*Work order*
Would you reproduce, without any alteration, the lines from the opening line of the entries through the line that has "box: [148, 117, 157, 142]" in it?

(Dataset entries)
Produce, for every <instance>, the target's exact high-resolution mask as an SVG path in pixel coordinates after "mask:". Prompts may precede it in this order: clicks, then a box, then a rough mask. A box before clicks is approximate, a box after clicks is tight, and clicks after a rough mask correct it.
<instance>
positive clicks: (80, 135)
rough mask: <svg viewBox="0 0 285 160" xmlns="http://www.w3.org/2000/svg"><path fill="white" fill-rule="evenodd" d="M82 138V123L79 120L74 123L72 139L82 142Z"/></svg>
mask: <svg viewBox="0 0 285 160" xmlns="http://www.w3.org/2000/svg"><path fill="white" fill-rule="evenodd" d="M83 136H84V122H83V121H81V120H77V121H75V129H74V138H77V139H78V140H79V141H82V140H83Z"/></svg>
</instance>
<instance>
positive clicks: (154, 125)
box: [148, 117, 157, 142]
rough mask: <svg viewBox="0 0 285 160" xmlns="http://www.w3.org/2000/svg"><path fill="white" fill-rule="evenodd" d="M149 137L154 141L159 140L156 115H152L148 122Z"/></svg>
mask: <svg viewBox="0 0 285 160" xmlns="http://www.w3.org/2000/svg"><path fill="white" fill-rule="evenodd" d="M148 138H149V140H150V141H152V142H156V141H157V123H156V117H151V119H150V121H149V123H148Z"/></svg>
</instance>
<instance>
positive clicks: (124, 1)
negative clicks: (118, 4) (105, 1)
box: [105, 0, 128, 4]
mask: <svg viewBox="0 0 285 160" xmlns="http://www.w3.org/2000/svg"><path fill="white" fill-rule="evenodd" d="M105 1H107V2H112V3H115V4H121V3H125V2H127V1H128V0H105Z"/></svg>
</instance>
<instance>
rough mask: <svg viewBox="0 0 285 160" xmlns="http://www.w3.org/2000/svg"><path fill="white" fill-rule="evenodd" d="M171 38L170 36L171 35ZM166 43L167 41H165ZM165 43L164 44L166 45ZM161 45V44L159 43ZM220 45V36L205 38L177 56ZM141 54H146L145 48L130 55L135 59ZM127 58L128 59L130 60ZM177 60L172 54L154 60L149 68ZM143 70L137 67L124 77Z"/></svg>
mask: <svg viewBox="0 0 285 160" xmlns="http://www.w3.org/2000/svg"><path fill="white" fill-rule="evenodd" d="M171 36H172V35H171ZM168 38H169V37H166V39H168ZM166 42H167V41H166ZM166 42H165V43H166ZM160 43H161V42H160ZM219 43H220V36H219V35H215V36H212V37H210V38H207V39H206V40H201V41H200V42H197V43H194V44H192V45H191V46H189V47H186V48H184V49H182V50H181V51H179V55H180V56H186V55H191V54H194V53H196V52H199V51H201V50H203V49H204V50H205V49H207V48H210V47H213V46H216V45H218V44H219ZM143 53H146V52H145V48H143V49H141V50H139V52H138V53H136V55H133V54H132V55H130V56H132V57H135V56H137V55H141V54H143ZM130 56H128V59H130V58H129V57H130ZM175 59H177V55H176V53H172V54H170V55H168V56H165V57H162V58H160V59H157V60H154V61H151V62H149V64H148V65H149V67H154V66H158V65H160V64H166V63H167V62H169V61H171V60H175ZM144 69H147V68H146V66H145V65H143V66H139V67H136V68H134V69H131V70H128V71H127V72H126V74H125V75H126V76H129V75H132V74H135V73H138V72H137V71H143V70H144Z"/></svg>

*Task answer*
Produce, for every <instance>, the target's exact high-resolution mask as an SVG path in pixel coordinates after "mask:". Prompts may precede it in this order: clicks, then a box, then a rough mask. A box before clicks is approximate, a box after clicks is tight, and clicks after a rough mask correct it.
<instance>
positive clicks: (80, 135)
rough mask: <svg viewBox="0 0 285 160" xmlns="http://www.w3.org/2000/svg"><path fill="white" fill-rule="evenodd" d="M82 138V123L79 120L74 123L72 139L82 142Z"/></svg>
mask: <svg viewBox="0 0 285 160" xmlns="http://www.w3.org/2000/svg"><path fill="white" fill-rule="evenodd" d="M83 136H84V122H83V121H81V120H77V121H75V129H74V138H77V139H78V140H79V141H82V140H83Z"/></svg>
</instance>
<instance>
positive clicks: (154, 125)
box: [148, 117, 157, 142]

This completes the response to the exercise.